:: Work to do ::
Copy out word for word the stretch of data below, from the line containing "is the beige" through the line containing "top-left (453, 201), bottom-right (500, 211)", including both of those lines.

:: Extracted data ::
—————

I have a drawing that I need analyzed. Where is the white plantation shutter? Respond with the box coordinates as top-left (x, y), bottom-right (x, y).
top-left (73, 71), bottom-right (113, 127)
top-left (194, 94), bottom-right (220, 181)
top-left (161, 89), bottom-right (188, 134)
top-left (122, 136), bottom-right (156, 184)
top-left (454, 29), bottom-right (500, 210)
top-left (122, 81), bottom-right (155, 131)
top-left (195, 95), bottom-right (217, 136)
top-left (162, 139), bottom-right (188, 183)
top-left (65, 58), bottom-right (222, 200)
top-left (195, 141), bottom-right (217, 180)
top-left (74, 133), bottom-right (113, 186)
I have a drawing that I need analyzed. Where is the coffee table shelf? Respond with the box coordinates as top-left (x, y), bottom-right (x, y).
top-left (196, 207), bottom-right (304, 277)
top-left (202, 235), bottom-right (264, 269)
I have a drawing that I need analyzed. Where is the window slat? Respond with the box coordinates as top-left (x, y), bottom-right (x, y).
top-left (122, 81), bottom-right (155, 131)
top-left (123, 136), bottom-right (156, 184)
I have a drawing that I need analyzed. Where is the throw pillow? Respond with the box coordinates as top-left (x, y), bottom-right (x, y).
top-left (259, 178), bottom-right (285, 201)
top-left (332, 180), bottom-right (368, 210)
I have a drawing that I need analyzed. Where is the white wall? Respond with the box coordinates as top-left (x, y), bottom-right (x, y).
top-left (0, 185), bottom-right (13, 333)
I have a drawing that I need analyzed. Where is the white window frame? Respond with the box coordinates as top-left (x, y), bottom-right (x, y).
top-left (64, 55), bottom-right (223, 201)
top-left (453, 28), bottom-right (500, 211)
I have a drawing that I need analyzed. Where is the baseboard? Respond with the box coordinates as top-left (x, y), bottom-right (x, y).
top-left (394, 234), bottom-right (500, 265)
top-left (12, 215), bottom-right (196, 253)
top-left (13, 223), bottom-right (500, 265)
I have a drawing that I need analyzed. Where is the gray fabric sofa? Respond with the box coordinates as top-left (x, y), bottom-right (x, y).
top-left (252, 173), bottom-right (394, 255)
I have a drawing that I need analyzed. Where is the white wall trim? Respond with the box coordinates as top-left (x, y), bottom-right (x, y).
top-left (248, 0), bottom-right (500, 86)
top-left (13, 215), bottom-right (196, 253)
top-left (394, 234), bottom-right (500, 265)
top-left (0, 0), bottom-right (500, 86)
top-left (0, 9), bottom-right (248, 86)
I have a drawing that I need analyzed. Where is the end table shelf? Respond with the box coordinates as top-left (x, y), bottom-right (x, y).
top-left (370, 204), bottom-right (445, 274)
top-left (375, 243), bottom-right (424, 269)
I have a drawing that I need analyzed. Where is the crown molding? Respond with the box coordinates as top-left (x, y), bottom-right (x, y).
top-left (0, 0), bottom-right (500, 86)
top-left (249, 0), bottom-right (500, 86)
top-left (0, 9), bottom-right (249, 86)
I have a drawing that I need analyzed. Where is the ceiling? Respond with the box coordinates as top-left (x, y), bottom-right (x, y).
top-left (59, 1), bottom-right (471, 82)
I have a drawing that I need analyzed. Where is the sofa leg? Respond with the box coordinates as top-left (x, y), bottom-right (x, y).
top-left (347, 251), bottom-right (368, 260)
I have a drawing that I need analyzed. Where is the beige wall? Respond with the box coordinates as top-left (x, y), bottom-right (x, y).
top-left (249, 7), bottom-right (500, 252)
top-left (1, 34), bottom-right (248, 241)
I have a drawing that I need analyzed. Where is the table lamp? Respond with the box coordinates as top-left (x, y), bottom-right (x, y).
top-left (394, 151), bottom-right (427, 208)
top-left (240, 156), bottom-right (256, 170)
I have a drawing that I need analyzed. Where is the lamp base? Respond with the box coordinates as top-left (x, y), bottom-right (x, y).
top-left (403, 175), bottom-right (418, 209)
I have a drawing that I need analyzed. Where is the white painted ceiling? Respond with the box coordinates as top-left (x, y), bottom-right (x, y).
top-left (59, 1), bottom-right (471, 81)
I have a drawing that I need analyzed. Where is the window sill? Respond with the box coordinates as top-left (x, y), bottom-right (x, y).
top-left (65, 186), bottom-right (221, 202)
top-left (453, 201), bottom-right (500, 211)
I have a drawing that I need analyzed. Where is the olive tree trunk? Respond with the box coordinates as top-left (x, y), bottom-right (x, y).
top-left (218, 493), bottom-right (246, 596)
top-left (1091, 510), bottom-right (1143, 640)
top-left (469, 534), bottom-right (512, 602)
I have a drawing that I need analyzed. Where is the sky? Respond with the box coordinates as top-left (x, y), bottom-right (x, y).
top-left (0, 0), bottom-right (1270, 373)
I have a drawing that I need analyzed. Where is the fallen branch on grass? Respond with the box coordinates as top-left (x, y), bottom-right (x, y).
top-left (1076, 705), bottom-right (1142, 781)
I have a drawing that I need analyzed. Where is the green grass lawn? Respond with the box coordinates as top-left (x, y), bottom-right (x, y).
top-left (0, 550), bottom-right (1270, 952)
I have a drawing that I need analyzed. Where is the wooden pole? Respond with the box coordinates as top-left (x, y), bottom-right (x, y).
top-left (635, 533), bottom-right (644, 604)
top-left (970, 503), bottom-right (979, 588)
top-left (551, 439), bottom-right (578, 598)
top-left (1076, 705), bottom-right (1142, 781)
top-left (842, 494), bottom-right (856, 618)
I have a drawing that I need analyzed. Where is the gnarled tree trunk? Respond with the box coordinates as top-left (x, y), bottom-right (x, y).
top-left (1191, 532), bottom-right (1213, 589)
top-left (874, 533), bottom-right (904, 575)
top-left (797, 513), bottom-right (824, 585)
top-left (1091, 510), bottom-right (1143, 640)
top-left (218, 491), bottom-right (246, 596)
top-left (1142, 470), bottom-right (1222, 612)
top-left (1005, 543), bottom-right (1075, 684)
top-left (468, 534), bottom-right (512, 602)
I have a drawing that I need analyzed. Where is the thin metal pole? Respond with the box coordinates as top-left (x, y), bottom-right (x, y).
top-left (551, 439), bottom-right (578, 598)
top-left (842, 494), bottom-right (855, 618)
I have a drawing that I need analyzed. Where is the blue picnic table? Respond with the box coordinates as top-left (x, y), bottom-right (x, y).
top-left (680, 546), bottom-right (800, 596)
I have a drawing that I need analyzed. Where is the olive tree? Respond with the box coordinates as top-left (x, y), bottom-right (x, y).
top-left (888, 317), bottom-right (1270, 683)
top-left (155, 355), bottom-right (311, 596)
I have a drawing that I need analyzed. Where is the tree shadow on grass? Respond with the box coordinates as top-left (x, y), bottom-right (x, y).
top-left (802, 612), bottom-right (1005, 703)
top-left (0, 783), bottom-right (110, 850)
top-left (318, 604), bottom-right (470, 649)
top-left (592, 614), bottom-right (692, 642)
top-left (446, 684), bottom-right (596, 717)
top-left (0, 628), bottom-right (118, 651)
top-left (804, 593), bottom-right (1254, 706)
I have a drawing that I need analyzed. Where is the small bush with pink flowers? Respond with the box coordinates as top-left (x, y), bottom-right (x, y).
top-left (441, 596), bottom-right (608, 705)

—————

:: Exercise response ::
I have a drawing that I need analyzed. Where is the beige wall? Respond with the box coordinates as top-left (x, y), bottom-right (x, y).
top-left (249, 7), bottom-right (500, 252)
top-left (1, 34), bottom-right (248, 241)
I have a drawing that I need analyzed. Where is the table lamp? Respond with the box coordinates as top-left (x, y), bottom-right (x, y).
top-left (394, 151), bottom-right (427, 208)
top-left (240, 156), bottom-right (256, 170)
I have a drawing that I need analyzed. Where is the lamp base? Respond with the box coordinates as top-left (x, y), bottom-right (x, y).
top-left (403, 175), bottom-right (418, 209)
I have a drawing that I need analyzed. Where is the white painted ceiling? Respond with the box coordinates as top-left (x, y), bottom-right (x, y).
top-left (59, 1), bottom-right (471, 81)
I have a drawing that I need analyzed. Where is the window sill? Respond with the box coordinates as top-left (x, y), bottom-right (x, y).
top-left (65, 186), bottom-right (221, 202)
top-left (453, 201), bottom-right (500, 211)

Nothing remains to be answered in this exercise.